Dataset excerpts on object pointing

────────

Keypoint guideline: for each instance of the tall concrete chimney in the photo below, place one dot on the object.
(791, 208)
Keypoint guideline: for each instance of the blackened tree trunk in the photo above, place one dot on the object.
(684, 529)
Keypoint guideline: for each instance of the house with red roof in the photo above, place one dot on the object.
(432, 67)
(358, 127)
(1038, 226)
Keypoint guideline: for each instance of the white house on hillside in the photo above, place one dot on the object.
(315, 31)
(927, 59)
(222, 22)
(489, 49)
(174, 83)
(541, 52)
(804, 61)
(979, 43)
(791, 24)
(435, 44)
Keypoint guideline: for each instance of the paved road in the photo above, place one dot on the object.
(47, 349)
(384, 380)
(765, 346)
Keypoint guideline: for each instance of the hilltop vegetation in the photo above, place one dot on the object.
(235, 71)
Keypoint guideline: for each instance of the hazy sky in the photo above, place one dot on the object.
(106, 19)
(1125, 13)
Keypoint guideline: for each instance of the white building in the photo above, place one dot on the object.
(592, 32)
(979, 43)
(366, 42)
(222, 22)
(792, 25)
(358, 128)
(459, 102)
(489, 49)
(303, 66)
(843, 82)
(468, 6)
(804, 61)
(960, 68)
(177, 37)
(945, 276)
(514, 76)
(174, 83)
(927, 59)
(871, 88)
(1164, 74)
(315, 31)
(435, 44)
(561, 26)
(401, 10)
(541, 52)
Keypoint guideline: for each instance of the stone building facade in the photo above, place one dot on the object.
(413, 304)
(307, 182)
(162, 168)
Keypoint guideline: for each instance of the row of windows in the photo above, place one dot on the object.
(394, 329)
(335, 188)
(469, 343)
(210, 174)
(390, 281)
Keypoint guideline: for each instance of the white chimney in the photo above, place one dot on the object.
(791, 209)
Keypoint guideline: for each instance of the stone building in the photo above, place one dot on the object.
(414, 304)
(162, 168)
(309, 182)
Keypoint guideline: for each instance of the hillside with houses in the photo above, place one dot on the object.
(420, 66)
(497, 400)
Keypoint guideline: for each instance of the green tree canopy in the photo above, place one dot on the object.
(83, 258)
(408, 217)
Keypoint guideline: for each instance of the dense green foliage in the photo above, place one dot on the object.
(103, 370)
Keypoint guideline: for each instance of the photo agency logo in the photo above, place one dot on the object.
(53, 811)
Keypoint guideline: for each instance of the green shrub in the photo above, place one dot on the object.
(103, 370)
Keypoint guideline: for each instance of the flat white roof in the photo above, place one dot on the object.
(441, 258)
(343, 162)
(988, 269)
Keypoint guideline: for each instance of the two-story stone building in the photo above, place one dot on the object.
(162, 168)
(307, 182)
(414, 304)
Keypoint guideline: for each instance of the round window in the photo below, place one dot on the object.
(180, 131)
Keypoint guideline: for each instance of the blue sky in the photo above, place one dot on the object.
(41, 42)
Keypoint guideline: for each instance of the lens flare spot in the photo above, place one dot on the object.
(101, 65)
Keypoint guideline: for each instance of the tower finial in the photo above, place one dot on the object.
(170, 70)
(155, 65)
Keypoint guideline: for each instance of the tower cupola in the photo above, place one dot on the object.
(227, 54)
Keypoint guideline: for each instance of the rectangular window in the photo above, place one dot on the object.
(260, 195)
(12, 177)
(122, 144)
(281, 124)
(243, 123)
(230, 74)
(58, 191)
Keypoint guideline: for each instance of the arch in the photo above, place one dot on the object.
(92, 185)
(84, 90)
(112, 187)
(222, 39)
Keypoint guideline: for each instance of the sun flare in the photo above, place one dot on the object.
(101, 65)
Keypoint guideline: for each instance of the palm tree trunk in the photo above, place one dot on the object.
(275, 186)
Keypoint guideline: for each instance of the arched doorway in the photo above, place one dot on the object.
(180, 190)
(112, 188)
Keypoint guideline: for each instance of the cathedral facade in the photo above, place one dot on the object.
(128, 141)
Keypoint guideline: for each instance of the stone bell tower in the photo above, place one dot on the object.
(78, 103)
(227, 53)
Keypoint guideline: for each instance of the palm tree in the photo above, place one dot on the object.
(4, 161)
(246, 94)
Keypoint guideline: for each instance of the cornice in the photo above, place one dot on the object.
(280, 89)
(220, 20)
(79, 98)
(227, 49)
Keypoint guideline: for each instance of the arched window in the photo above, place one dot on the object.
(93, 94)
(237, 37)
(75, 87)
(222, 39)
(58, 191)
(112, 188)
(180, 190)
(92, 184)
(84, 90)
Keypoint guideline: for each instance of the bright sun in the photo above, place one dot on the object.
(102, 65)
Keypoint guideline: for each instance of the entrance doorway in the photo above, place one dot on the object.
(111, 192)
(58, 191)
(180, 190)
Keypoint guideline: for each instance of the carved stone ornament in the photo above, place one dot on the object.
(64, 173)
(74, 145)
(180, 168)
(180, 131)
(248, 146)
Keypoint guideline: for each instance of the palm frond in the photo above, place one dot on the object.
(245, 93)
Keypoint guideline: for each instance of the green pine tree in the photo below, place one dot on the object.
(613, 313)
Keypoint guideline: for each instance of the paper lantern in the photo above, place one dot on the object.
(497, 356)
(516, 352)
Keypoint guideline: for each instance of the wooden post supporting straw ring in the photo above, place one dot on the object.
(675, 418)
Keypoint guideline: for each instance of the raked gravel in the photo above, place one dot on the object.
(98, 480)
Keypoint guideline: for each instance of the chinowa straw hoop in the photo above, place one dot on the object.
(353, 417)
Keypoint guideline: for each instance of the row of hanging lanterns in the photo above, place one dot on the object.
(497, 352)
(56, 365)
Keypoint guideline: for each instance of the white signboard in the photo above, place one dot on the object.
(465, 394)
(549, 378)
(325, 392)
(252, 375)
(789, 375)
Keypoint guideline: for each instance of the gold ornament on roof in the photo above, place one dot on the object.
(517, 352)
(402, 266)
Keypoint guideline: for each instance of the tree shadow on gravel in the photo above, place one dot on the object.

────────

▶ _Work instructions_
Write out all records exactly, keeping every detail.

▶ _Answer_
Keypoint guideline: for each instance of the tall concrete chimney in the photo below, place one dot on the object.
(791, 208)
Keypoint guideline: for each instance of the blackened tree trunk in the photo above, place one dot on the object.
(684, 529)
Keypoint guideline: for each instance of the house with red roof in the photo above, place one dot on the object.
(432, 67)
(358, 127)
(1038, 226)
Keypoint guideline: for each instance of the white house on hillside in the photo above, place one dot on the object.
(315, 31)
(927, 59)
(222, 22)
(489, 49)
(174, 83)
(541, 52)
(804, 61)
(979, 43)
(791, 24)
(435, 44)
Keypoint guideline: for each instance of the paved road in the photo above, place one dot on the object.
(47, 349)
(384, 380)
(765, 346)
Keypoint guideline: for each instance of the hilltop vegetation in the photo above, place one dot on the object.
(235, 71)
Keypoint guideline: for each instance of the hazy sky in the photo above, place one dot on the object.
(106, 19)
(1125, 13)
Keypoint guideline: for each instance of the white building in the photo above, place one dot on the object.
(592, 32)
(979, 43)
(366, 42)
(222, 22)
(792, 25)
(358, 128)
(459, 102)
(489, 49)
(303, 66)
(843, 82)
(468, 6)
(804, 61)
(960, 68)
(177, 37)
(945, 276)
(514, 76)
(174, 83)
(927, 59)
(871, 88)
(1164, 74)
(315, 31)
(435, 44)
(561, 26)
(401, 10)
(541, 52)
Keypoint guideline: for each instance of the stone building facade in the photo above, place one dot on the object.
(413, 304)
(307, 182)
(162, 168)
Keypoint guideline: for each instance of the row of windows in the photo above, place one dot on the object.
(394, 329)
(335, 188)
(469, 343)
(210, 174)
(390, 281)
Keypoint guideline: for each instance of the white chimney in the photo above, place one dot on the object.
(791, 209)
Keypoint guideline: for each instance of the stone building in the photo above, place one dot on the object.
(414, 304)
(162, 168)
(309, 182)
Keypoint guideline: for each instance of the hillside with houses in the photo above, place one dot on the object.
(420, 66)
(497, 400)
Keypoint guideline: for each instance of the green tree canopy in the photo above, place one dot on the object.
(83, 258)
(408, 217)
Keypoint guideline: for each instance of the dense green foliage in the photo above, place one dot on the object.
(103, 370)
Keypoint guideline: for each instance of the photo agency logo in the photo above, place one dot on the object.
(53, 811)
Keypoint guideline: for each instance of the green shrub in the photo above, place one dot on the object.
(103, 370)
Keypoint guideline: for each instance of the flat white roof in the photo above, place one dot on the object.
(441, 258)
(343, 162)
(988, 269)
Keypoint guideline: for each instance of the two-story stone building in the photo above, place one dot on the object.
(162, 168)
(307, 182)
(414, 304)
Keypoint guideline: for each instance of the round window in the photo below, place one dot on the object.
(180, 131)
Keypoint guideline: for each instance of the blue sky in the photo above, place one dot on the object.
(41, 42)
Keypoint guideline: for each instance of the lens flare spot in the photo above, place one dot on the object.
(101, 65)
Keypoint guideline: for each instance of the tower finial in the photo above, place one dot on the object.
(170, 70)
(155, 65)
Keypoint guideline: for each instance of the tower cupola in the photo above, place one dot on the object.
(227, 54)
Keypoint guideline: for each instance of the rectangular window in the photo above, place one dot on the object.
(260, 195)
(12, 177)
(122, 144)
(281, 124)
(243, 123)
(230, 74)
(58, 191)
Keypoint guideline: for each instance of the arch in the photo above, place one dot on the object.
(92, 185)
(84, 90)
(112, 187)
(222, 39)
Keypoint guideline: for each instance of the sun flare in the photo above, place one dot on the object.
(101, 65)
Keypoint guideline: for each instance of the palm tree trunk in the photo above, place one dot on the object.
(275, 186)
Keypoint guideline: for each instance of the arched doorway in the photo above, place one dot on the object.
(180, 190)
(112, 188)
Keypoint guideline: for each instance of the cathedral facade in the photo above, place one dot on the object.
(128, 141)
Keypoint guideline: for each instance of the stone bell tower in the photo above, place one dot on the object.
(78, 103)
(227, 53)
Keypoint guideline: for each instance of the palm tree in the photo above, place one dot on the object.
(4, 161)
(246, 94)
Keypoint guideline: for each instance of the cornice in the photo above, place one dot on the object.
(280, 89)
(220, 20)
(79, 98)
(227, 49)
Keypoint guideline: for each instance of the arched window in the photo above, place one dot on the object.
(93, 94)
(237, 37)
(75, 87)
(222, 39)
(58, 191)
(112, 188)
(180, 190)
(92, 184)
(84, 90)
Keypoint guideline: for each instance of the bright sun in the photo above, place one dot on the object.
(102, 65)
Keypoint guideline: for each instance of the entrance doorway in the photo above, place one dot on the object.
(111, 192)
(58, 191)
(180, 190)
Keypoint guideline: for each instance of the carved stone ornament in the photo above, place one dot on the object.
(64, 173)
(74, 145)
(180, 168)
(180, 131)
(248, 146)
Keypoint guideline: for each instance of the palm frond in the photo above, place one dot on the object.
(245, 93)
Keypoint guideline: for each instance of the green pine tree in the photo below, place one dot on the object.
(613, 313)
Keypoint guideline: for each instance of the paper lantern in the photo above, place one dot on the object.
(497, 356)
(516, 352)
Keypoint guideline: for each instance of the wooden post supporting straw ring in the photo above, place one dot on the object.
(675, 418)
Keypoint guideline: for each instance of the raked gravel in the photo above, place one dot on the object.
(98, 480)
Keypoint guideline: for each instance of the chinowa straw hoop in the photo above, place one dot on the object.
(353, 417)
Keypoint guideline: for each instance of the row of hanging lanterns in the photo above, place one dot on the object.
(497, 352)
(56, 365)
Keypoint guideline: for each instance of the white signboard in the photo above, place one dot on the object.
(465, 394)
(549, 378)
(325, 392)
(252, 375)
(789, 375)
Keypoint guideline: for each instance of the gold ornament on roof in the photo above, place one dot on the object.
(517, 352)
(402, 266)
Keypoint guideline: for each instance of the tree shadow on gravel in the photo above, place one dot on the object.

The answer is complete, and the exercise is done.